## Excerpted passage:
Moreover, the expansion of the Indian market is driven not just by high growth rates and sheer population size, but also by the rapid growth of India’s middle class—now approaching 300 million—who are increasingly adopting Western consumer habits. The potential growth in demand for commodities and other Latin American exports is sizeable. There will be no trade gap, just a trade lag.
Since 2000, Latin America’s solid economic performance has been accompanied by the diversification of export markets and of diplomatic ties. China’s increased presence in the Western Hemisphere has made a difference, but so has India’s. The potential of Indo-LAC trade and investment is considerable; India offers Latin America a diverse set of alternatives.
Most Indian trade and investment with Latin America is done by private Indian companies. Indian exports to the region are not a threat to Latin American industries. Over half of them consist of raw materials and intermediate goods such as bulk drugs, yarn, fabrics, and parts for machinery and equipment, which can help Latin American industries cut production costs and become globally competitive. Indian IT and business process outsourcing companies are propelling Latin America into the information age and training human resources for the knowledge economy. Bangalore has become a mandatory destination for Latin American delegations visiting the Indian subcontinent.
Realizing the potential of Indo-LAC partnerships requires overcoming mental, not geographic, hurdles. On the Latin side, many companies are unaware that, to take full advantage of the growing Indian market, they need to tailor production to specificities, as many Latin businesses already do with China.

## Information shown:

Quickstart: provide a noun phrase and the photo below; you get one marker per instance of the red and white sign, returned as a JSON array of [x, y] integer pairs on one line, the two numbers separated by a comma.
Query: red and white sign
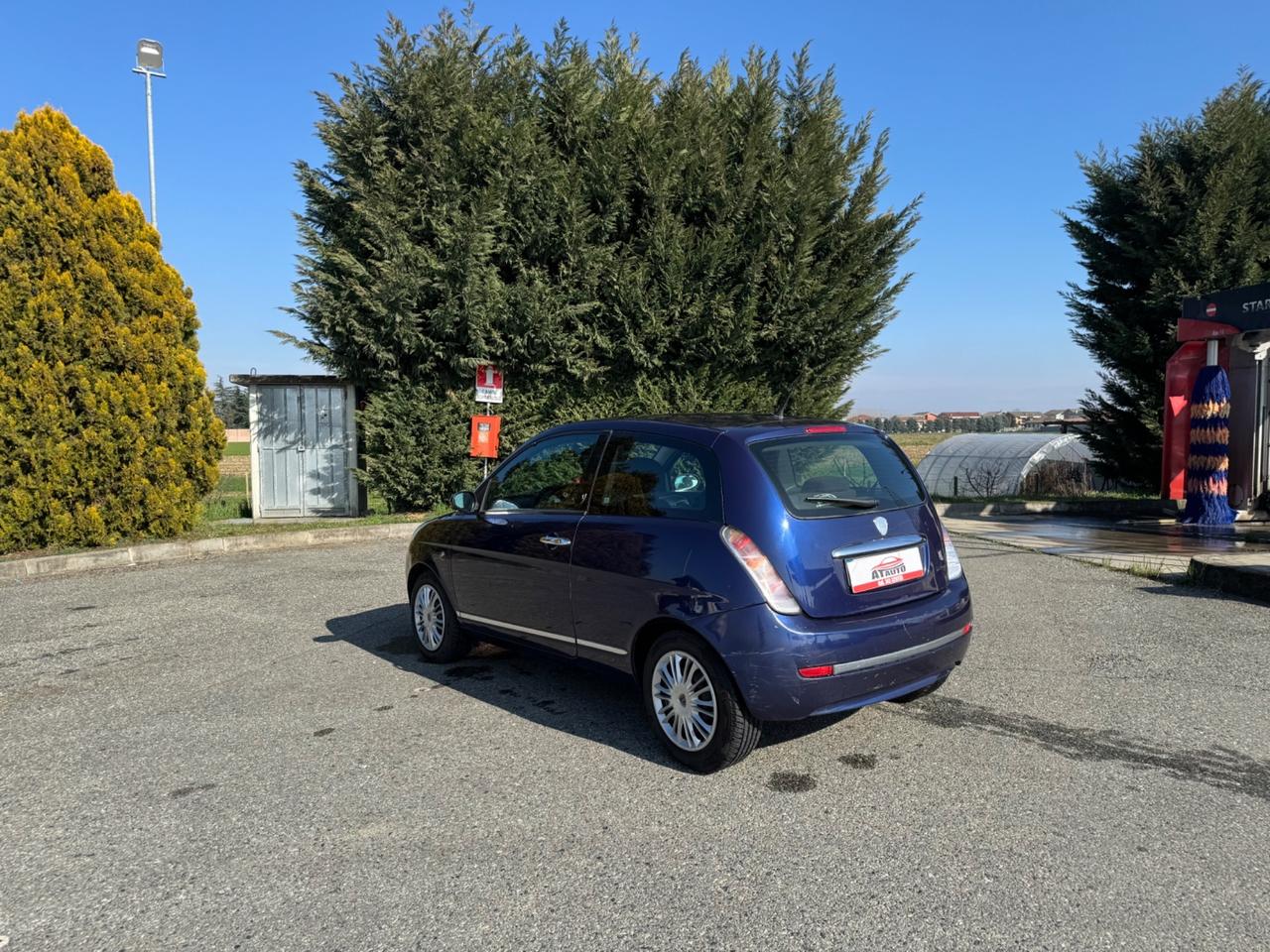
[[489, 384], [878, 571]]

## List of tasks:
1. Reproduce the passage on India and Latin American trade between "Since 2000, Latin" and "set of alternatives.", inclusive.
2. Go on with the passage on India and Latin American trade from the point where it stops.

## Set of answers:
1.
Since 2000, Latin America’s solid economic performance has been accompanied by the diversification of export markets and of diplomatic ties. China’s increased presence in the Western Hemisphere has made a difference, but so has India’s. The potential of Indo-LAC trade and investment is considerable; India offers Latin America a diverse set of alternatives.

2.
On the Indian side, many companies, busy with their internal market, still do not focus sufficiently on Latin America. This contrasts with Chinese companies, which have the capacity and confidence to serve both their huge domestic market and foreign ones.
Due to domestic and regional foreign policy issues, Indian leaders have also found it difficult to pay the sort of attention to Latin America that China has. Over the past decade, Chinese presidents, prime ministers and foreign ministers have paid many visits to the region. In that same period, the Indian prime minister has visited only two countries in Latin America (Brazil and Cuba), the president three (Brazil, Chile and Mexico), and the foreign minister just a few. No high-level Indian official has ever visited Bolivia, though the latter is the location of India’s largest FDI project south of the Rio Grande.
Chinese concessional credit lines are ample and available to countries big and small, whereas Indian ones are smaller and confined to a few Caribbean and Central American nations. Additionally, high freight costs and a lack of direct shipping lines present continued obstacles, which can be surpassed, as the Chinese have shown.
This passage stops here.